[Start of TEXT TO READ]

Vulkan: GGML_ASSERT failed on Kimi-Linear-48B with large context - maxComputeWorkGroupCount exceeded

### Name and Version

federico@Sogliola:~$ llama-server --version
load_backend: loaded RPC backend from /home/federico/.local/share/llamacpp/libggml-rpc.so
ggml_vulkan: Found 1 Vulkan devices:
ggml_vulkan: 0 = AMD Radeon Graphics (RADV GFX1150) (radv) | uma: 1 | fp16: 1 | bf16: 0 | warp size: 64 | shared memory: 65536 | int dot: 1 | matrix cores: KHR_coopmat
load_backend: loaded Vulkan backend from /home/federico/.local/share/llamacpp/libggml-vulkan.so
load_backend: loaded CPU backend from /home/federico/.local/share/llamacpp/libggml-cpu-zen4.so
version: 7966 (8872ad212)

[End of TEXT TO READ]

COMPLETE THE FOLLOWING:
(1) How many lines of the records below contain the word "find"? Answer with the number only.
(2) Can you extend the Vulkan assertion-failure bug report above, starting right after its last line?

[Start of RECORD EXCERPTS]

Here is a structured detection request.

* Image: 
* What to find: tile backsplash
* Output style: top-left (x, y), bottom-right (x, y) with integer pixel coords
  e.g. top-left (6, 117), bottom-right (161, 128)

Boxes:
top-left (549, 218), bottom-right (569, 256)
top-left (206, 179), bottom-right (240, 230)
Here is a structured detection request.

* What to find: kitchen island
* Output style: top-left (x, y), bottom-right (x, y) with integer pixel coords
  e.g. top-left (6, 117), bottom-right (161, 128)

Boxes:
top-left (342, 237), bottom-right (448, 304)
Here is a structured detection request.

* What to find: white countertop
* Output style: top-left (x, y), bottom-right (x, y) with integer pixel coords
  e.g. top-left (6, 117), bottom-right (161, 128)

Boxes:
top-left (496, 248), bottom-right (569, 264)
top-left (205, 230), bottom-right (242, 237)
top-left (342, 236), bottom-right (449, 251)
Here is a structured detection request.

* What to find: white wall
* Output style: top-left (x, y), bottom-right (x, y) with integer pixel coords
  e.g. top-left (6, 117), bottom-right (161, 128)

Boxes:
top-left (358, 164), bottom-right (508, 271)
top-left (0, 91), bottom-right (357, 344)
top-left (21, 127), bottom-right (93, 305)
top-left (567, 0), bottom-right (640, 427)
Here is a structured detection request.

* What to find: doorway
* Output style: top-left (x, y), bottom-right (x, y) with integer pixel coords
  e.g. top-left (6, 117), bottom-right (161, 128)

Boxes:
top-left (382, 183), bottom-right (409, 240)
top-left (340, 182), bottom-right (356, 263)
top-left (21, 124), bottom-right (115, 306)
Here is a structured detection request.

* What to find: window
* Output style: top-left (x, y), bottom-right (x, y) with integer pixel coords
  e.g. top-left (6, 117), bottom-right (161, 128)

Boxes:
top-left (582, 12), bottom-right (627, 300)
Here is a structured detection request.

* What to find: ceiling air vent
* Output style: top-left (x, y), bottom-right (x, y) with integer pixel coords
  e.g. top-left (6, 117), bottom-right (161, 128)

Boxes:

[End of RECORD EXCERPTS]

ANSWERS TO THE PROBLEMS:
(1) 7

(2)
built with GNU 11.4.0 for Linux x86_64

### Operating systems

Linux

### GGML backends

Vulkan

### Hardware

AMD Ryzen AI 9 HX370 (Strix Halo) with integrated Radeon 890M GPU

### Models

https://huggingface.co/bartowski/Kimi-Linear-48B-Instruct-GGUF (model-00001-of-00002.gguf, Q8_0 quantization)

### Problem description & steps to reproduce

## Problem Description

When running Kimi-Linear-48B-Instruct Q8_0 with llama-server and Vulkan backend, the server crashes with a `GGML_ASSERT` failure during prompt processing. The assertion fails because the computed workgroup dimensions exceed the GPU's `maxComputeWorkGroupCount` limits.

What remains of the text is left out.